# Required work
The answer must consist solely of the line containing "Target: door frame" and every line after it in the records below, through the last, each reproduced exactly.

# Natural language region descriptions
Segment Open

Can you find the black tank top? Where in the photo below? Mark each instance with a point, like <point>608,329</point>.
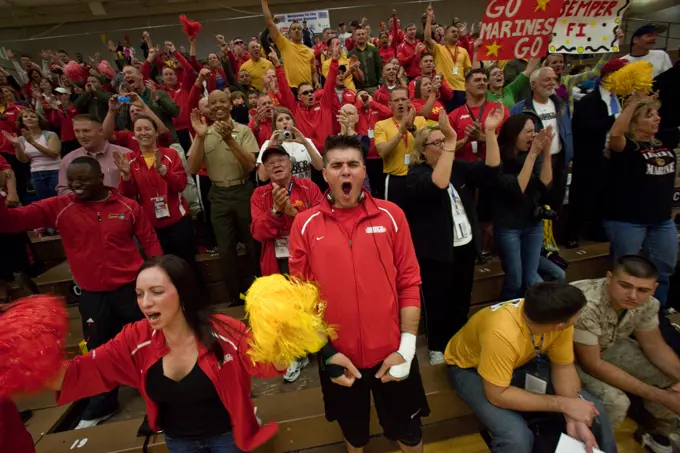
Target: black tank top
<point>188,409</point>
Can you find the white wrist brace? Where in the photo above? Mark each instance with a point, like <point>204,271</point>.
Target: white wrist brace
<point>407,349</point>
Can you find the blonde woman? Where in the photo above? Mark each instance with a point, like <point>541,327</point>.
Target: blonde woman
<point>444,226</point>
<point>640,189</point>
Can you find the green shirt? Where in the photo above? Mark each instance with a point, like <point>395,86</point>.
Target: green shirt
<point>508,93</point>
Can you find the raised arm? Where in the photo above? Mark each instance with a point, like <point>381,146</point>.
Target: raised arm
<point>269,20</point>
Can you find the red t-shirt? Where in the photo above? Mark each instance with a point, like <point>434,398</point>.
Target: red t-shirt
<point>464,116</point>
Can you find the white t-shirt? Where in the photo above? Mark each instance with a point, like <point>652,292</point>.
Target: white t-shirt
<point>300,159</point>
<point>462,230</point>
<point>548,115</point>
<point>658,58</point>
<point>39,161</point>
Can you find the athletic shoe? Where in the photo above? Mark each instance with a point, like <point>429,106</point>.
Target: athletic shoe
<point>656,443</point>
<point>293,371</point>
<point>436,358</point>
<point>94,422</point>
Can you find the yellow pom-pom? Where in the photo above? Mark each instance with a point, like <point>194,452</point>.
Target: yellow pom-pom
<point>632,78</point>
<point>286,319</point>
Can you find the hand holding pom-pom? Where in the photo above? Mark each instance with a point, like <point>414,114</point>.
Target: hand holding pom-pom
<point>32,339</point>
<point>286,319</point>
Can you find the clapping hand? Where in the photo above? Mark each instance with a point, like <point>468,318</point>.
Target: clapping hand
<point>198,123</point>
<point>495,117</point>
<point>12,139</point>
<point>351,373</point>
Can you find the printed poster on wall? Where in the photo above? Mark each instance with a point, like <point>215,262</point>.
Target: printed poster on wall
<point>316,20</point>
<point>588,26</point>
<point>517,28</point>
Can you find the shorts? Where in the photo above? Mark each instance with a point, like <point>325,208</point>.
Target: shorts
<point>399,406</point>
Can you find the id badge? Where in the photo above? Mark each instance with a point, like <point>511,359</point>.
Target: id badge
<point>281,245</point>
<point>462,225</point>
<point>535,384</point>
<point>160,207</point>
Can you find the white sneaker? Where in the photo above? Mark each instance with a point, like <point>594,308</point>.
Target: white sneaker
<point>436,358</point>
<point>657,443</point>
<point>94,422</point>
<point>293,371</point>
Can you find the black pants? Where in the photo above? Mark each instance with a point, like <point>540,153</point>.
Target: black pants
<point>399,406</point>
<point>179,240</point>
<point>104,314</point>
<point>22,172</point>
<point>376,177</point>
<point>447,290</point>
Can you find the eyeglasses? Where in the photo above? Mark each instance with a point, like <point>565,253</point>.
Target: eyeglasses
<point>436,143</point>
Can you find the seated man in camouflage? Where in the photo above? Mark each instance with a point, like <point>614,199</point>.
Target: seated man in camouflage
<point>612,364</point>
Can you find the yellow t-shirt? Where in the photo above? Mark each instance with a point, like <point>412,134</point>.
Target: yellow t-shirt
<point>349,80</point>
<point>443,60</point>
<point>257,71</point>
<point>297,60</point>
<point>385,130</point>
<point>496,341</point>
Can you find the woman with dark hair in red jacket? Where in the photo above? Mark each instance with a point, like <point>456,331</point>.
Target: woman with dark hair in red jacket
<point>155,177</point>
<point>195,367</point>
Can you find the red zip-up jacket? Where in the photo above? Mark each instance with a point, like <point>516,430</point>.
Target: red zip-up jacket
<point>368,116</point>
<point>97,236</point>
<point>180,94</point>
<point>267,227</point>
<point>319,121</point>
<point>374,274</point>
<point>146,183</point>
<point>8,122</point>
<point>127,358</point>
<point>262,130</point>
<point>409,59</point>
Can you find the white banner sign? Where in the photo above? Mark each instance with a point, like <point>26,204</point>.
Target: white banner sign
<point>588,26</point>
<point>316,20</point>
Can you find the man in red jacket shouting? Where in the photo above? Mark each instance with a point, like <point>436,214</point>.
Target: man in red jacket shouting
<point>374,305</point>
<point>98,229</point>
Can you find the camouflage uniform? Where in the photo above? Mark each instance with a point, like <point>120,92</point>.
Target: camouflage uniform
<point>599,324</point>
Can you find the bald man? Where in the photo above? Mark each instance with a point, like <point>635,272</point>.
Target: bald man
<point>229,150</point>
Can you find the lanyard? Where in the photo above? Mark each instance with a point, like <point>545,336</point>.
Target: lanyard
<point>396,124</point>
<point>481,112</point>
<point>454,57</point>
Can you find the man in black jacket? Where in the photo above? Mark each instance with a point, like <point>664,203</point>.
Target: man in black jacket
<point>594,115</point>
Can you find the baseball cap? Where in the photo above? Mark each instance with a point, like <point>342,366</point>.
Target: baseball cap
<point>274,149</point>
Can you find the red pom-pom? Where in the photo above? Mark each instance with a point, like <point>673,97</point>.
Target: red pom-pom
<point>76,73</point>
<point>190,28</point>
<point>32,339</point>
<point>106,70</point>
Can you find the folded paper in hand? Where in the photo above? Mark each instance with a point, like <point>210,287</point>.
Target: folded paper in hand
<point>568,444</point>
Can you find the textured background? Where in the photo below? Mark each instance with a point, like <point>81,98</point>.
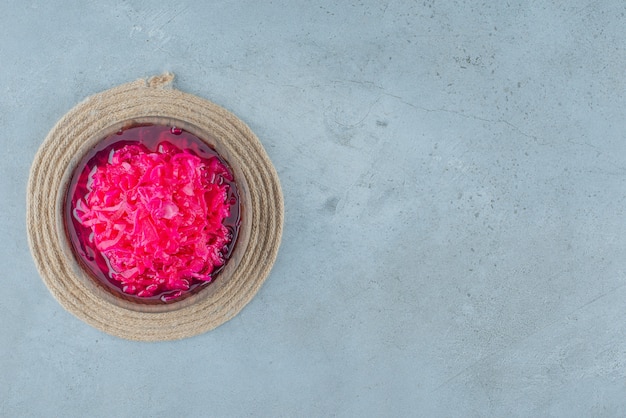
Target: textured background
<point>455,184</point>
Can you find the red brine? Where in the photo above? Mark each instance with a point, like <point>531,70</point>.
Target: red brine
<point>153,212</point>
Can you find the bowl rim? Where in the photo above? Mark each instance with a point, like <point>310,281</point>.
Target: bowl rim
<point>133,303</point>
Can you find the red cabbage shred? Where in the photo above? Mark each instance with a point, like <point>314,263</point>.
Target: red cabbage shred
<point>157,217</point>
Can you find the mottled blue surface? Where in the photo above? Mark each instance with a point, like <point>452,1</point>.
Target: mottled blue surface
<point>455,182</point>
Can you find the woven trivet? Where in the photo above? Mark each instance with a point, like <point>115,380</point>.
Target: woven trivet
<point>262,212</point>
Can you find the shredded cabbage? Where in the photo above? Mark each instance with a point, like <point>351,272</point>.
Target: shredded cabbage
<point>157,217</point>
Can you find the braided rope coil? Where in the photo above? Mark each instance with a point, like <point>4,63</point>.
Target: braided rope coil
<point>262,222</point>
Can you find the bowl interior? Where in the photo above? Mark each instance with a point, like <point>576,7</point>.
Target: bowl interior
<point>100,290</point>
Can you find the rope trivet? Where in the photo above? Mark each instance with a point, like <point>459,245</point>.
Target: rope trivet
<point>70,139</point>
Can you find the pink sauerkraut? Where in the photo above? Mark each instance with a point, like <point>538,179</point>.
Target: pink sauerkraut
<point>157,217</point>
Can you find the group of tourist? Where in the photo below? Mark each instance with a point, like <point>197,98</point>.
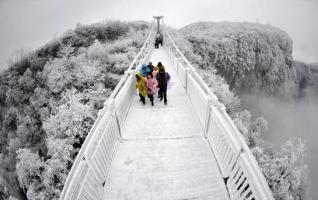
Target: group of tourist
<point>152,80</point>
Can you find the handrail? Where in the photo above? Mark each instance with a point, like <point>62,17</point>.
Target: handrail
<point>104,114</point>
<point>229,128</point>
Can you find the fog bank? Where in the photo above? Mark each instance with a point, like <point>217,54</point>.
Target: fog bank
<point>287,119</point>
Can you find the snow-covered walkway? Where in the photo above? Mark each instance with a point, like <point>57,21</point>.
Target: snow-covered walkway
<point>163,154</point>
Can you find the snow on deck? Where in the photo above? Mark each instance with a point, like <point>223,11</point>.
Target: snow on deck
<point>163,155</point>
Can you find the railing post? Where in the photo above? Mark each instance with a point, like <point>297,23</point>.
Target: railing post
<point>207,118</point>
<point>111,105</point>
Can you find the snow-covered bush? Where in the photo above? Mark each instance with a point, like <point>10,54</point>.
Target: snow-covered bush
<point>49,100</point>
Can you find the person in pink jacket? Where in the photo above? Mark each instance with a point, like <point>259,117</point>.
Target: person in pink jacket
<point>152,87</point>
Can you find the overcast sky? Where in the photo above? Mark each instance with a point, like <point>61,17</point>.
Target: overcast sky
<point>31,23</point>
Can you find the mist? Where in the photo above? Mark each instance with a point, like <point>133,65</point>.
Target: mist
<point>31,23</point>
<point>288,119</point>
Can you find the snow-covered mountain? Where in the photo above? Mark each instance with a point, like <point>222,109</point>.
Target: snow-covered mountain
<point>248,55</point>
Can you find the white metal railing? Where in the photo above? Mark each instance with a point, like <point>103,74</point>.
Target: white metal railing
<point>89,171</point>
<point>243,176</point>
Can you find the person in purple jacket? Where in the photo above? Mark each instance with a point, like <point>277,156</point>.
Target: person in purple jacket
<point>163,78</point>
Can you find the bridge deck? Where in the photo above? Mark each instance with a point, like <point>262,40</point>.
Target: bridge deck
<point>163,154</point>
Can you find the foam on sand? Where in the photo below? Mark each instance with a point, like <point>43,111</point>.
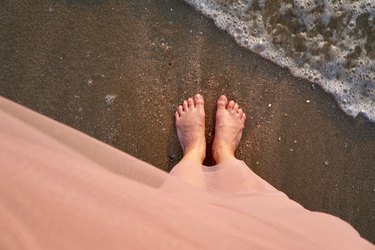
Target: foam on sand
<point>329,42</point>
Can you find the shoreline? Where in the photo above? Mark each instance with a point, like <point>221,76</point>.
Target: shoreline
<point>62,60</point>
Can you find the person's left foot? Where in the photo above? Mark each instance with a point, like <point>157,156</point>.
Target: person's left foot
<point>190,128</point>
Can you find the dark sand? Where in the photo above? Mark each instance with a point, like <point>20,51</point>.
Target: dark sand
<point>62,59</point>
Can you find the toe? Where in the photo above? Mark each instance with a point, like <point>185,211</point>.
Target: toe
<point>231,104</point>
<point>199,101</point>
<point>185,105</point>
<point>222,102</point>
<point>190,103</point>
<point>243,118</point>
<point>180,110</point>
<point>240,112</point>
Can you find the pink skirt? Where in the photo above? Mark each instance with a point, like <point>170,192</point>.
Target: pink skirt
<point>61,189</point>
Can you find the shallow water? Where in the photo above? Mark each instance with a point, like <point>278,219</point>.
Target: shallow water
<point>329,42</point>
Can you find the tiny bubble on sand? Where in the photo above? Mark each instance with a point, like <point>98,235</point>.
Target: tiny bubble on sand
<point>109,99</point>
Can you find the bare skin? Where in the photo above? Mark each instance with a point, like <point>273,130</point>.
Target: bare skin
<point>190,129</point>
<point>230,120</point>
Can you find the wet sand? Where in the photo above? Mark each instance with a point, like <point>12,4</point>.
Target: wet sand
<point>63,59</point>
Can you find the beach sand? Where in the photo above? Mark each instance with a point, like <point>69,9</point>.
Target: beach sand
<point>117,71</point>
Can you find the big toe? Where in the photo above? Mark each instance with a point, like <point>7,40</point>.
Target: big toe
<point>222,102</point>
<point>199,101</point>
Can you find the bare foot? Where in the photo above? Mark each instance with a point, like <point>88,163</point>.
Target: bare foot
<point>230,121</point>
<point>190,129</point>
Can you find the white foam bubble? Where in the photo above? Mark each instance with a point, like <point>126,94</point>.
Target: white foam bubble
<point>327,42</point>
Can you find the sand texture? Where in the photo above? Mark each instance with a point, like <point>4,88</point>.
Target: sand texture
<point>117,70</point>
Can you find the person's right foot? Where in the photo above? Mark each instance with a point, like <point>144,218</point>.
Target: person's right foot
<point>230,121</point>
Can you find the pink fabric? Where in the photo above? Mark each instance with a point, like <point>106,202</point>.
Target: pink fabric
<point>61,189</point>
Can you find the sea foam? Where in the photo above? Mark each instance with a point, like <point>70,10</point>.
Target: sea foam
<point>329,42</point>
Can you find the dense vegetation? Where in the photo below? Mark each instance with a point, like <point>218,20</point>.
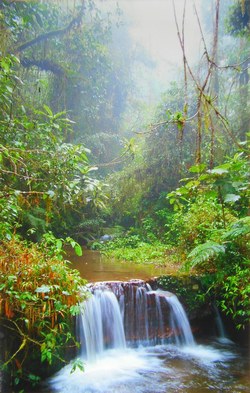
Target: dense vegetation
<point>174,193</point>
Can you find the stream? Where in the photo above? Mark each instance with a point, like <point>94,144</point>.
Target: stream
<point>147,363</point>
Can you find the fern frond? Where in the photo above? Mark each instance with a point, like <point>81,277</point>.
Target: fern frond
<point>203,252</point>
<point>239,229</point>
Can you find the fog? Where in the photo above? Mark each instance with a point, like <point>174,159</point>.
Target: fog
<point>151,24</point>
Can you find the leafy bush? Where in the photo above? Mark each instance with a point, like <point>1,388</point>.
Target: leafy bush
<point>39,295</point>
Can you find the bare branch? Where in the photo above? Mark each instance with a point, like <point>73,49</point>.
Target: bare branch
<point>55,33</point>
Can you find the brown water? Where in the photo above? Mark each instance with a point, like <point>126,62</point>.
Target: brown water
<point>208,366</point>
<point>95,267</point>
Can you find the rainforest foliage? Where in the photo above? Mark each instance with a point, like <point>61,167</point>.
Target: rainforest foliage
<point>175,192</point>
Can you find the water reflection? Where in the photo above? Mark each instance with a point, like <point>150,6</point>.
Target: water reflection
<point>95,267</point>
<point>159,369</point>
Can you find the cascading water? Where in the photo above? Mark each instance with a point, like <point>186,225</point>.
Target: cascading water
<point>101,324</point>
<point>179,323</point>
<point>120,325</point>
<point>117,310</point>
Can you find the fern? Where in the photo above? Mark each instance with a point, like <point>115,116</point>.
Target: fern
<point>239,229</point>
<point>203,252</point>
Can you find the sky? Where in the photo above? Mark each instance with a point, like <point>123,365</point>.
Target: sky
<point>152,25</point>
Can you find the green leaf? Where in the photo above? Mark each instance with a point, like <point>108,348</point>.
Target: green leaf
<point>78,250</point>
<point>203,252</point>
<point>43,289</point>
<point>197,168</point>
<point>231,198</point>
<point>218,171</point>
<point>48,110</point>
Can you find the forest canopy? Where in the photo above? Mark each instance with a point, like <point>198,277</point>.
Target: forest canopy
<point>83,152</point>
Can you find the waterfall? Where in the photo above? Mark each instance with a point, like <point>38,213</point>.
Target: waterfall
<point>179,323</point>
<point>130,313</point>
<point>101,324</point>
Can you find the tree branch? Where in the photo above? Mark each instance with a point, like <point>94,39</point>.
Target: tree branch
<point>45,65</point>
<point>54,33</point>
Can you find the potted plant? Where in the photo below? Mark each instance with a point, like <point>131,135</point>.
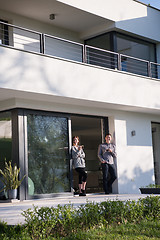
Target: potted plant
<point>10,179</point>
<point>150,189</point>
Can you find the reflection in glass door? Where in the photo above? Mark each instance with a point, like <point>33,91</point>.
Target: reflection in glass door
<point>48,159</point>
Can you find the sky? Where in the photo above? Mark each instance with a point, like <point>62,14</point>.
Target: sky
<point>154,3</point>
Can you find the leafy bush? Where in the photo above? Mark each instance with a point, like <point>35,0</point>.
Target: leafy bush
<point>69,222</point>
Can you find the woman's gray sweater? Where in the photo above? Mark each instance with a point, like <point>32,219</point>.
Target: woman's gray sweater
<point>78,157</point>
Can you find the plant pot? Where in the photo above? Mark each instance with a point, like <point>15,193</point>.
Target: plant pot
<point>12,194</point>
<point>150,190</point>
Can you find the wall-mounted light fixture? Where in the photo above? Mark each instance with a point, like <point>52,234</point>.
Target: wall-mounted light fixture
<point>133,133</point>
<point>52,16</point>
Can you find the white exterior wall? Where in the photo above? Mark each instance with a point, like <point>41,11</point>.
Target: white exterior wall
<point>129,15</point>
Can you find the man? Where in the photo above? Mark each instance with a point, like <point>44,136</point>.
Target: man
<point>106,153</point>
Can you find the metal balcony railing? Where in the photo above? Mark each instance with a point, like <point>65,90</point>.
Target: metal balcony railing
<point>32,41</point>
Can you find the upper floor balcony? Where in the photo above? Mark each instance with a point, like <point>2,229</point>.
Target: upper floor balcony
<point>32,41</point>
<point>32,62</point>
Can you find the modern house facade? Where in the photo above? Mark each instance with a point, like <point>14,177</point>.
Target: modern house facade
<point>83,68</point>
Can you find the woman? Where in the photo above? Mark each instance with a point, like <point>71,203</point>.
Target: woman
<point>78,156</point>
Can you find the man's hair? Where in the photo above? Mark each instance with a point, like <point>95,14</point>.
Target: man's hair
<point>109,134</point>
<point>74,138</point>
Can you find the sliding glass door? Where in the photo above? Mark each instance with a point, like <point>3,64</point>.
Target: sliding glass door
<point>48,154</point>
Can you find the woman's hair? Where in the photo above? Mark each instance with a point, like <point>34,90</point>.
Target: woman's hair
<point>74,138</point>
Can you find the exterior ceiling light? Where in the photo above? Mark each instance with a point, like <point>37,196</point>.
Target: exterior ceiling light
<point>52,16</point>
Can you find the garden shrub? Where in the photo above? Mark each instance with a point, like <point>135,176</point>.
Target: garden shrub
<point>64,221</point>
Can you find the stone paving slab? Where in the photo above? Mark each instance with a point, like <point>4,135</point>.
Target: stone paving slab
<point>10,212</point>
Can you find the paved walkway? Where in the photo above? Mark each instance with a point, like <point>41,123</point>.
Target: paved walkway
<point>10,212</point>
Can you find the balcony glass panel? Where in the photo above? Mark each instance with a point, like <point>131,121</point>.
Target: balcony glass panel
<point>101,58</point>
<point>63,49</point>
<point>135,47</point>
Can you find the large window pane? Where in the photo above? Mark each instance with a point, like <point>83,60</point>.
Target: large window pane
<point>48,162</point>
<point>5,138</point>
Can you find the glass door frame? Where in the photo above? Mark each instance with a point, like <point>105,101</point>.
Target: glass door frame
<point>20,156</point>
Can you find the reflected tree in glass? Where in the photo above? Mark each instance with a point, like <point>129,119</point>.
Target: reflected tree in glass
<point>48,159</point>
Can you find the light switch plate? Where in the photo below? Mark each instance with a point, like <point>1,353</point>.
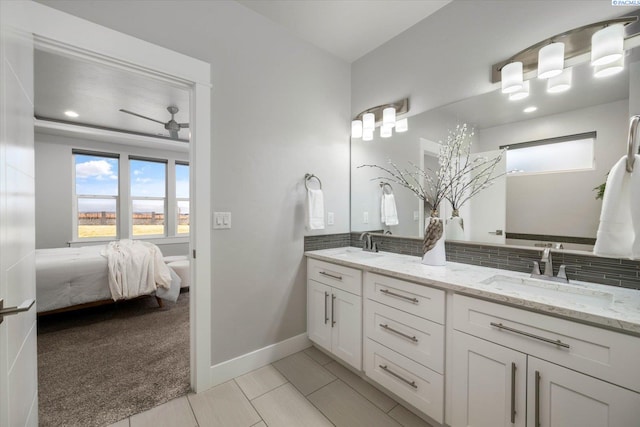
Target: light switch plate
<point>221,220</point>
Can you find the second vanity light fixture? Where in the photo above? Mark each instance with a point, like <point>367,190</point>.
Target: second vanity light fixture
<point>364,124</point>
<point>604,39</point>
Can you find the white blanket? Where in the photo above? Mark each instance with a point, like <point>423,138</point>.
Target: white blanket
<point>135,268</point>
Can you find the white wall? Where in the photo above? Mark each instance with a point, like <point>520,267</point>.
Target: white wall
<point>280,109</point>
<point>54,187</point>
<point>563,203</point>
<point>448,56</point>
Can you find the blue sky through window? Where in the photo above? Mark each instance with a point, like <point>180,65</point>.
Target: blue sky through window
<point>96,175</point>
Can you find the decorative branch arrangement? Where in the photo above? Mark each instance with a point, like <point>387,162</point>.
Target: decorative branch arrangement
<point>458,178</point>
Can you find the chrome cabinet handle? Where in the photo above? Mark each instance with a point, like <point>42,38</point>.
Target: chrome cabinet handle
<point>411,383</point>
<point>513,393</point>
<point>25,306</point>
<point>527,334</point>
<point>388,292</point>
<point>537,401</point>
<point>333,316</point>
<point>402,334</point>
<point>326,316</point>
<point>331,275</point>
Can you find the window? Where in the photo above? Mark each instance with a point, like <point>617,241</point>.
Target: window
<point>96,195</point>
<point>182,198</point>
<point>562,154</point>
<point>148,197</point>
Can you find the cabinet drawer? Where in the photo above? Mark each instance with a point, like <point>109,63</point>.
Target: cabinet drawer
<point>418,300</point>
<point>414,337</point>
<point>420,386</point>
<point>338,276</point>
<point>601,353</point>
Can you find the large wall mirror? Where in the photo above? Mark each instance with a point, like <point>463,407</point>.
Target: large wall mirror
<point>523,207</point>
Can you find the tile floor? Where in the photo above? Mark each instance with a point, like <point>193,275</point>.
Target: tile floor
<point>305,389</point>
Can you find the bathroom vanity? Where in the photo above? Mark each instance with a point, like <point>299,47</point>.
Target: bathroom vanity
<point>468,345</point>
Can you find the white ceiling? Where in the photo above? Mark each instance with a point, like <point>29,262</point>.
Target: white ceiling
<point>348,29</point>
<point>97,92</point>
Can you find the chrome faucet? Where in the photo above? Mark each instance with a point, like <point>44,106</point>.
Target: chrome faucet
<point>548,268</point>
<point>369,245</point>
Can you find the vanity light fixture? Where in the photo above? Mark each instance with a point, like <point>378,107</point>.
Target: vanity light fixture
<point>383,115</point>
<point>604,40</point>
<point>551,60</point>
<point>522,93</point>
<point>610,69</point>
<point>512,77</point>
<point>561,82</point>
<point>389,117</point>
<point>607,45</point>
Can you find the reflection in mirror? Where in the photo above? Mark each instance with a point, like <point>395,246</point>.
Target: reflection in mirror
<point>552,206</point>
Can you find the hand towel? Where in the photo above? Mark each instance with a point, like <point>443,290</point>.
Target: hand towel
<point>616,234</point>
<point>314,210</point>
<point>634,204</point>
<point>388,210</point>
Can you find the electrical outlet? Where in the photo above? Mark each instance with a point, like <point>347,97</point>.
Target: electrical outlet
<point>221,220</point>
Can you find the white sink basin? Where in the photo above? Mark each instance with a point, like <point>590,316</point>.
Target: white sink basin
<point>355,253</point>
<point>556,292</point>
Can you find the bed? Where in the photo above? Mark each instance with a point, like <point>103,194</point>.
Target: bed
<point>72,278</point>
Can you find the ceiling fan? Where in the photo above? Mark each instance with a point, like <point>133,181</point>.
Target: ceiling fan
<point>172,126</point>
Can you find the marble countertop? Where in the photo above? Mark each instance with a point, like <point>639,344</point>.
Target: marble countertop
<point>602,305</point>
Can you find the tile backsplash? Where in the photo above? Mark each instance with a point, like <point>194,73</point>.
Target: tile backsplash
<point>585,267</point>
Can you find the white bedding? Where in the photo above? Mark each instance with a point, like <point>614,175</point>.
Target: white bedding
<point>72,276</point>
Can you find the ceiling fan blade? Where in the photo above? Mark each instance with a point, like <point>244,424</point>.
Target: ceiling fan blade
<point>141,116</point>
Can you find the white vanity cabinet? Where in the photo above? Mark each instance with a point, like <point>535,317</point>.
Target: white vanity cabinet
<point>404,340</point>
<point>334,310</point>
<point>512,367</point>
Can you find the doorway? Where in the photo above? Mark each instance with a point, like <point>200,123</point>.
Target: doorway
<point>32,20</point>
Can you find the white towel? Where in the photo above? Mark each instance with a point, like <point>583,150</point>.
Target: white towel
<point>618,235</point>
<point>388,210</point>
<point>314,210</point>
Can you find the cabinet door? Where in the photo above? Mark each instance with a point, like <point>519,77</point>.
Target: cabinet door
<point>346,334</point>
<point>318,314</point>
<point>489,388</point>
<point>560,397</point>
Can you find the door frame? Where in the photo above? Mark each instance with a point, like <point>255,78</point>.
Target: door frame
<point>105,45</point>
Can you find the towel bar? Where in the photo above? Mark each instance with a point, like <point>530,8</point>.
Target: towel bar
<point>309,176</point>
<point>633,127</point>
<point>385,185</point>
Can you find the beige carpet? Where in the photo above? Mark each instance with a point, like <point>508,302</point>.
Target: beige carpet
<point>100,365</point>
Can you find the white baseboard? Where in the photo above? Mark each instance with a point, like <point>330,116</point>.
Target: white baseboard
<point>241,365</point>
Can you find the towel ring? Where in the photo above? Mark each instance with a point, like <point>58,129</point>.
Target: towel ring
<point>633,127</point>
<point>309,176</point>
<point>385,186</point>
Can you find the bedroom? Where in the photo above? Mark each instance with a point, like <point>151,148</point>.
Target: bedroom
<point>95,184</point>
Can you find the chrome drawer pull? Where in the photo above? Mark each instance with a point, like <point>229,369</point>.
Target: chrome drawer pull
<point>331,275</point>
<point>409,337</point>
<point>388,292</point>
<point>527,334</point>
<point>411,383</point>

Segment Closed

# Result for this exercise
Target: door frame
<point>105,45</point>
Can you find the towel bar? Where in the photo above? Mark each instance with a point, like <point>530,8</point>.
Target: towel bar
<point>309,176</point>
<point>633,127</point>
<point>385,185</point>
Can you find the beige carpet? Where in the photo above? Mark each instance with a point, like <point>508,302</point>.
Target: beige carpet
<point>100,365</point>
Can you find the white baseboard? Where in the photo above? Mark each instance with a point, like <point>330,116</point>.
Target: white baseboard
<point>241,365</point>
Can you find the towel ring? Where in the photo above? Mark each instance with a point, like <point>58,129</point>.
Target: towel ring
<point>633,127</point>
<point>309,176</point>
<point>385,186</point>
Can you find the bedroom? Where in the photo above? Mark each instance with a point, like <point>151,148</point>.
Target: bedroom
<point>95,184</point>
Can you find the chrome drawer pull? Where in the photo above? Mark each instance with a point, like <point>229,369</point>.
Target: chrome drawer pull
<point>331,275</point>
<point>409,337</point>
<point>388,292</point>
<point>527,334</point>
<point>411,383</point>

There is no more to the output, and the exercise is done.